> _Exercise description_:
Reproduce the part of the Skiboot patch discussion that opens with "On 30/11/2018 17:16, Andrew" and closes with "start_l2_purge(uint32_t chip_id, uint32_t core_id)", swapping "start_l2_purge" for "begin_l2_purge".

> _Passage_:
[Skiboot] [PATCH v2] Add purging CPU L2 and L3 caches into NPU hreset.

Mon Dec 3 14:01:52 AEDT 2018

On 30/11/2018 17:16, Andrew Donnellan wrote:
> On 30/11/18 12:05 pm, Alexey Kardashevskiy wrote:>> +static int
> start_l2_purge(uint32_t chip_id, uint32_t core_id)
>>> +{
>>> +    int rc;
>>> +    uint64_t addr = XSCOM_ADDR_P9_EX(core_id, L2_PRD_PURGE_CMD_REG);
>>> +
>>> +    rc = xscom_write_mask(chip_id, addr, L2CAC_FLUSH,
>>> +                  L2_PRD_PURGE_CMD_TYPE_MASK);
>>> +    if (rc)
>>> +        goto out;
>>> +    rc = xscom_write_mask(chip_id, addr, L2_PRD_PURGE_CMD_TRIGGER,
>>> +                  L2_PRD_PURGE_CMD_TRIGGER);
>>> +    if (rc)
>>> +out:        prlog(PR_ERR, "PURGE L2 on core 0x%x: XSCOM write_mask "
>>> +              "failed %i\n", core_id, rc);
>>
>>
>> Nit: I find such use of goto with a label inside another scope rather
>> confusing. Goto is usually used to avoid code duplication on a cleanup
>> path and this is not the case.
>>
>> I'd rather ditch "goto" and do "if (!rc) xscom_write_mask" for the
>> second xscom_write_mask()   or   move "out:" 1 line higher. Up to
>> Stewart really :)
> 
> Just handle the second one exactly like the first one.
> 
> +    if (rc)
> +        goto out;
> +    rc = xscom_write_mask(chip_id, addr, L3_PRD_PURGE_REQ,
> +                  L3_PRD_PURGE_REQ);
> +    if (rc)
> +        goto out;
> +
> +    return rc;
> +
> +out:
> +    prlog(PR_ERR, "PURGE L3 on core 0x%x: XSCOM write_mask "
> +          "failed %i\n", core_id, rc);
> +    return rc;

I still like goto-less option better.

> 
>>
>>
>>> +    return rc;
>>> +
>>
>> Unnecessary empty line.
>>
>>> +}
>>> +
>>> +static int wait_l2_purge(uint32_t chip_id, uint32_t core_id)
>>> +{
>>> +    int rc;
>>> +    unsigned long now = mftb();
>>> +    unsigned long end = now + msecs_to_tb(2);
>>> +    uint64_t val = L2_PRD_PURGE_CMD_REG_BUSY;
>>> +    uint64_t addr = XSCOM_ADDR_P9_EX(core_id, L2_PRD_PURGE_CMD_REG);
>>> +
>>> +    while (val & L2_PRD_PURGE_CMD_REG_BUSY) {
>>
>> for (val = L2_PRD_PURGE_CMD_REG_BUSY;;)
> 
> If the concern is an unnecessary initialiser then use do/while? Better
> than using a for.

Stored records
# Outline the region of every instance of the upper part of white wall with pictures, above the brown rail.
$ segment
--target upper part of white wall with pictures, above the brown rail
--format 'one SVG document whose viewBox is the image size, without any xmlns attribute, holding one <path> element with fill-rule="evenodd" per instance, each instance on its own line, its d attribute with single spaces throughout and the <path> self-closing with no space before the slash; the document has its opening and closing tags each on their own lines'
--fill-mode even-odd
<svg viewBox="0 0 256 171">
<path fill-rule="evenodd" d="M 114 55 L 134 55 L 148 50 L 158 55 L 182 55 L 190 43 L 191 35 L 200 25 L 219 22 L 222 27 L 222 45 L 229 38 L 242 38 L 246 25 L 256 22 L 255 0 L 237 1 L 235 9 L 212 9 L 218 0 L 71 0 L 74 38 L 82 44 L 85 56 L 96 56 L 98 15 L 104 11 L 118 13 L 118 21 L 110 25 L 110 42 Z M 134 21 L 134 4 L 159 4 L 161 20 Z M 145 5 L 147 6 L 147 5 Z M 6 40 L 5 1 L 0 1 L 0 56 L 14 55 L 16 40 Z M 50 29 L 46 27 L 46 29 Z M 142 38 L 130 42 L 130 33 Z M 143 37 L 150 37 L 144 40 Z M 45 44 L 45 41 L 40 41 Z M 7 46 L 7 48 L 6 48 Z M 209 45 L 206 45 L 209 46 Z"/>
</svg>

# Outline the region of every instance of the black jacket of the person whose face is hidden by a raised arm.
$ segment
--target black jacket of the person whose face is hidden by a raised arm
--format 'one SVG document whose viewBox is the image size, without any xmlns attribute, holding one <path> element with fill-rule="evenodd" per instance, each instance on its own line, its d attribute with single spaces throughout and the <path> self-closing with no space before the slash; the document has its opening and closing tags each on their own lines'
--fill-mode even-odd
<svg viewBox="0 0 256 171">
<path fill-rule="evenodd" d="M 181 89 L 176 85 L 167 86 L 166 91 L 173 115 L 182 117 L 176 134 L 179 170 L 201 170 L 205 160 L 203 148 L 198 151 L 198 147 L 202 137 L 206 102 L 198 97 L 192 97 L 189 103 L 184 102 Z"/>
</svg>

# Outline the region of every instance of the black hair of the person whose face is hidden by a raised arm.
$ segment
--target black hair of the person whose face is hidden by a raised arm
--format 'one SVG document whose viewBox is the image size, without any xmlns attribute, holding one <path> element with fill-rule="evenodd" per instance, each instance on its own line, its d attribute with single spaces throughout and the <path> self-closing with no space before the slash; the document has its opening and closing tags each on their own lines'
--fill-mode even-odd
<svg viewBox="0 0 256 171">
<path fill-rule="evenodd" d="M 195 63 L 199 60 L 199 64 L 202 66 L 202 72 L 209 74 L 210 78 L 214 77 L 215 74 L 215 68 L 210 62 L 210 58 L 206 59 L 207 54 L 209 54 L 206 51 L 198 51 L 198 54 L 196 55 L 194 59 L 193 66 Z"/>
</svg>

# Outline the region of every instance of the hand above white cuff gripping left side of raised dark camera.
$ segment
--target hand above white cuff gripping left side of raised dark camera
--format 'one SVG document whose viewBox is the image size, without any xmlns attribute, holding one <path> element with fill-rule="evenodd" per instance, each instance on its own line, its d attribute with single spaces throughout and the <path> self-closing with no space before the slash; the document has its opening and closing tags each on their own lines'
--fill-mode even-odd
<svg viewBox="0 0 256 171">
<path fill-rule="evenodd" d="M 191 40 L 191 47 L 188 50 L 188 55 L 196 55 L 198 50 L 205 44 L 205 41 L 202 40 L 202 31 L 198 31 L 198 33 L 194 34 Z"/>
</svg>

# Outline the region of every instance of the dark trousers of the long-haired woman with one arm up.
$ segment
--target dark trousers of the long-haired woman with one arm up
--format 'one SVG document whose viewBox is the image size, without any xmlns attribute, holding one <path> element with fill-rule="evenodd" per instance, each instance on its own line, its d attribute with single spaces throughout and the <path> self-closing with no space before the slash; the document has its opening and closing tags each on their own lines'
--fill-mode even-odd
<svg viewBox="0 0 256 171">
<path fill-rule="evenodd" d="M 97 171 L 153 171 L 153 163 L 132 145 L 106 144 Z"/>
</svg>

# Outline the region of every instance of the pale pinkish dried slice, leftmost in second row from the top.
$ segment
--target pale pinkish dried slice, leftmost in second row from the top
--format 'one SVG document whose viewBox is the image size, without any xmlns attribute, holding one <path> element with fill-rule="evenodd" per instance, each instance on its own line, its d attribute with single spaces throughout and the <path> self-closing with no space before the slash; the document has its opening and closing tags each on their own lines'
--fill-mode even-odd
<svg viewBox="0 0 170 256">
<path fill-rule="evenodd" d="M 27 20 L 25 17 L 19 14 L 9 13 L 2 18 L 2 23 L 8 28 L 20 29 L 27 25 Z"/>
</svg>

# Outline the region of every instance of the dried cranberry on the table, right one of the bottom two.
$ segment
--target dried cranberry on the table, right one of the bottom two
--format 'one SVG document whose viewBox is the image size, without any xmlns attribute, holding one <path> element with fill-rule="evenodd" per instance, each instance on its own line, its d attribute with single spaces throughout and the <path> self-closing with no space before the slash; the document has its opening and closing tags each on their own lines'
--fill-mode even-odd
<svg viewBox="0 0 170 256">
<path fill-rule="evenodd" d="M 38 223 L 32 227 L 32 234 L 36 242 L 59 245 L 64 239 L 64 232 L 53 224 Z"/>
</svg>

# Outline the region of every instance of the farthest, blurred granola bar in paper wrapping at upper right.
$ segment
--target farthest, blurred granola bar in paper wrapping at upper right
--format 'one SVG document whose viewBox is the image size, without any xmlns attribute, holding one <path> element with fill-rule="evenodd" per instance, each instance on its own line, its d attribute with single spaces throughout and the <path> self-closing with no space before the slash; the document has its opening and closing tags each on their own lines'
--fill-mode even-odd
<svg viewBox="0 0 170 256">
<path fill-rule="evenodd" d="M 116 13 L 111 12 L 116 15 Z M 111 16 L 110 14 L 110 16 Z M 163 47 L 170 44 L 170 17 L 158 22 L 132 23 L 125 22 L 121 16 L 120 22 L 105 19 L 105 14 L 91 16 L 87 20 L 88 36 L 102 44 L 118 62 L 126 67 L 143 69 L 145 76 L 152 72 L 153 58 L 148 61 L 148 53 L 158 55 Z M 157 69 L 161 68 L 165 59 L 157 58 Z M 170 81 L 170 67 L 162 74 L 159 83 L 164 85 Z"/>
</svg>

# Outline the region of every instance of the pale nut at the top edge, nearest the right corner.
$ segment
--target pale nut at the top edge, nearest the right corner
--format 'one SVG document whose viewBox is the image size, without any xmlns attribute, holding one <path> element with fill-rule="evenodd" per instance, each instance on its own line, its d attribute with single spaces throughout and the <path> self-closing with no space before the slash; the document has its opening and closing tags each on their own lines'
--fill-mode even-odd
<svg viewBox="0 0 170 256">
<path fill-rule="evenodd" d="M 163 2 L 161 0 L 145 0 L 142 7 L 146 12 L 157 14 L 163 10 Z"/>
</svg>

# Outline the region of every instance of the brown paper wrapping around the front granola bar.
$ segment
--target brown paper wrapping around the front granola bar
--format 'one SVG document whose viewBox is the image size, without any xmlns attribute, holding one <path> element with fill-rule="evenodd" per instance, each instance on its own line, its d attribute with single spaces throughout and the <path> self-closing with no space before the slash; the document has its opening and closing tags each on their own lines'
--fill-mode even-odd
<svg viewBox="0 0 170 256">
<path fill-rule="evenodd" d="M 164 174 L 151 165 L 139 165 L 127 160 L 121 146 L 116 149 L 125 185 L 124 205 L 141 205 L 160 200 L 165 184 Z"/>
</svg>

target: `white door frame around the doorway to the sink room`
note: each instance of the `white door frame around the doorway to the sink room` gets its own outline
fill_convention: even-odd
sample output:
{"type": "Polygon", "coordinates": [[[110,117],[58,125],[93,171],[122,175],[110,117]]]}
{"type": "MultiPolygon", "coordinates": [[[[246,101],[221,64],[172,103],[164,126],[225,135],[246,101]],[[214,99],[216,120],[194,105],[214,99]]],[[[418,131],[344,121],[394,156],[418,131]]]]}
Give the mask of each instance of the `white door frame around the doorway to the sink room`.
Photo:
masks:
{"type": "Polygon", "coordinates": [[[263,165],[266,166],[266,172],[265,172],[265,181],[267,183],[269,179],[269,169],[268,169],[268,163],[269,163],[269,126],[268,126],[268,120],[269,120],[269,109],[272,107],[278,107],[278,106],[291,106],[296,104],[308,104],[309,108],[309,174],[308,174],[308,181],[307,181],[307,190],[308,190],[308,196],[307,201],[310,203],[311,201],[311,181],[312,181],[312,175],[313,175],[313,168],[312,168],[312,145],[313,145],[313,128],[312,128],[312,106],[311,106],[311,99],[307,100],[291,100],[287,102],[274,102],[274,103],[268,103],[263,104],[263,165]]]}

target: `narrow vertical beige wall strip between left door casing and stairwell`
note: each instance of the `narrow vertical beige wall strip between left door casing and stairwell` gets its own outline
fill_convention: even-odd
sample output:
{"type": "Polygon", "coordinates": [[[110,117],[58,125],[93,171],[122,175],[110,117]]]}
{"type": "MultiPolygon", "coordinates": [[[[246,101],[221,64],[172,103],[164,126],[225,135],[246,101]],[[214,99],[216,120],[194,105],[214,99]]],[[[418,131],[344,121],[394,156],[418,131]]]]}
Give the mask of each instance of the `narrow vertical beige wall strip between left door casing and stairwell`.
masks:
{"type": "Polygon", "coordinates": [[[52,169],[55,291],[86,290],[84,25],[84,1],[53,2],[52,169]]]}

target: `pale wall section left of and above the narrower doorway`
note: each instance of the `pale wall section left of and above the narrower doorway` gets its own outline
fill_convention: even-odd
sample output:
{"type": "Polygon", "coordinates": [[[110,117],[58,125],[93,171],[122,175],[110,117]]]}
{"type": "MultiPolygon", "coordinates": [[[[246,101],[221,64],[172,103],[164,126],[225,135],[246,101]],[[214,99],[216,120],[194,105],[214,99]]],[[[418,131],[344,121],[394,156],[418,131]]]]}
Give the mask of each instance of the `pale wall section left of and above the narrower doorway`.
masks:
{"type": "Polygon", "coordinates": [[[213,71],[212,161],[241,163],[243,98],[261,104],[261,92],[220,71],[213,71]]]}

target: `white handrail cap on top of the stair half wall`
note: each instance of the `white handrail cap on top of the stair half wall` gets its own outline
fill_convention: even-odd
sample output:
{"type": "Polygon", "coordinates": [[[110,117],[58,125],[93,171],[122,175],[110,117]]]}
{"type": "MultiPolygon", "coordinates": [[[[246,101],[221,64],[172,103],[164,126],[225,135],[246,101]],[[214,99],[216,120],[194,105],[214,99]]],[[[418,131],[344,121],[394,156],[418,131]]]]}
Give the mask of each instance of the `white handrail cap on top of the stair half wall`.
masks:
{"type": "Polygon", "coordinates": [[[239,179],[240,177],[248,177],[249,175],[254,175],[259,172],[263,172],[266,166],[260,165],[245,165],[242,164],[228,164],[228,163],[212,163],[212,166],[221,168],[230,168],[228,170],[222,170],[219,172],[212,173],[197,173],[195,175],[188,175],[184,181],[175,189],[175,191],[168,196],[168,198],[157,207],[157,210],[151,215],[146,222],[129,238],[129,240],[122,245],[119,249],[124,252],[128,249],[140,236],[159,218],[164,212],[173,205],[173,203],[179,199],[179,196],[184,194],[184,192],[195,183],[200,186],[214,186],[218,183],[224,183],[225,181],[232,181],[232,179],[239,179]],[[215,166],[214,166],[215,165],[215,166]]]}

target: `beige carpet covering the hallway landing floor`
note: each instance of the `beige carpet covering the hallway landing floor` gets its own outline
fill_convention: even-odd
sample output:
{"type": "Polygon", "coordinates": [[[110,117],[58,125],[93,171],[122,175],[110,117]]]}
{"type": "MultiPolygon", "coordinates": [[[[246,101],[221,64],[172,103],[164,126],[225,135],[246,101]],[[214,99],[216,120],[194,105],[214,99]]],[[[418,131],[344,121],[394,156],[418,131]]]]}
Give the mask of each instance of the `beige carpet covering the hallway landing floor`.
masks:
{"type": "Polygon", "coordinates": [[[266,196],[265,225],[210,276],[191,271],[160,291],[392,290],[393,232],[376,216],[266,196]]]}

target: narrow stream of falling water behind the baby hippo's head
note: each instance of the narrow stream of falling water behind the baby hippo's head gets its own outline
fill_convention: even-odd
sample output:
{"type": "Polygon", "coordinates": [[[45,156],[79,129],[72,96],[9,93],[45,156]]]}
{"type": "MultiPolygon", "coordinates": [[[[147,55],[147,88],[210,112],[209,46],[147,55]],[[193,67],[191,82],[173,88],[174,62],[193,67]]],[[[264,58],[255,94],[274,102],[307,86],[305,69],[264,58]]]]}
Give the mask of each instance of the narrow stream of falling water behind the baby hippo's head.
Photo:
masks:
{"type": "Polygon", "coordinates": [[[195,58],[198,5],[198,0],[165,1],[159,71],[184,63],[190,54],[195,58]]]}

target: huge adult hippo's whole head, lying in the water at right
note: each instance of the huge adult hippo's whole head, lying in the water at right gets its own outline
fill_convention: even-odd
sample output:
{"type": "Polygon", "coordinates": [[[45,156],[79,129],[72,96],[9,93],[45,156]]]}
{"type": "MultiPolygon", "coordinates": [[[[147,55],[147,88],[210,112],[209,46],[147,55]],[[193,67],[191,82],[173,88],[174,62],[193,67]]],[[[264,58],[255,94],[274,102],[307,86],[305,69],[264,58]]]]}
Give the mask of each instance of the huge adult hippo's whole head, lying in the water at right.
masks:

> _Solution_:
On 30/11/2018 17:16, Andrew Donnellan wrote:
> On 30/11/18 12:05 pm, Alexey Kardashevskiy wrote:>> +static int
> begin_l2_purge(uint32_t chip_id, uint32_t core_id)